Written instruction: Reproduce every one of the rows below verbatim, leaving the pictures out.

(Data entries)
## Begin

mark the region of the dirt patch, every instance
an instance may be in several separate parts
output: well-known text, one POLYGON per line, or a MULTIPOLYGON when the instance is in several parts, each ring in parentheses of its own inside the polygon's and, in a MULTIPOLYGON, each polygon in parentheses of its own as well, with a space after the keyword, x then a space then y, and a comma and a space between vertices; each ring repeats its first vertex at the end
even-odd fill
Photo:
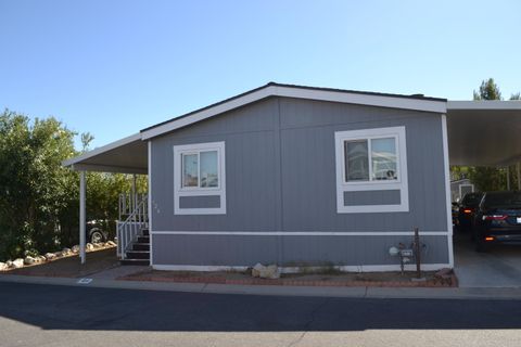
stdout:
POLYGON ((87 253, 87 262, 80 264, 79 256, 73 255, 20 269, 12 269, 2 274, 23 274, 59 278, 82 278, 119 265, 116 248, 105 248, 87 253))
POLYGON ((437 275, 436 272, 422 272, 424 281, 415 281, 415 272, 365 272, 365 273, 291 273, 280 279, 256 279, 250 272, 192 272, 148 270, 118 278, 126 281, 220 283, 244 285, 304 285, 304 286, 392 286, 392 287, 439 287, 457 286, 454 274, 437 275))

## End

Answer to the problem:
mark the region of the dirt patch, every instance
an instance may be in several separate parts
output: well-known text, one POLYGON per line, or a MULTIPOLYGON when the instance is in several parts, each ring in parentheses of its own inside the polygon's and, in a MULTIPOLYGON, each polygon in parentheses of its own as well, with a space after the keyword, x then a space then y, and a comma and a space between vertices; each ring repeats its first vertex at the end
even-odd fill
Photo:
stdout:
POLYGON ((87 253, 87 262, 80 264, 79 256, 73 255, 20 269, 12 269, 2 274, 23 274, 59 278, 82 278, 119 265, 116 248, 105 248, 87 253))
POLYGON ((437 275, 436 272, 422 272, 424 281, 415 281, 415 272, 365 272, 365 273, 291 273, 280 279, 256 279, 250 272, 192 272, 148 270, 118 278, 126 281, 220 283, 244 285, 304 285, 304 286, 392 286, 392 287, 439 287, 457 286, 454 274, 437 275))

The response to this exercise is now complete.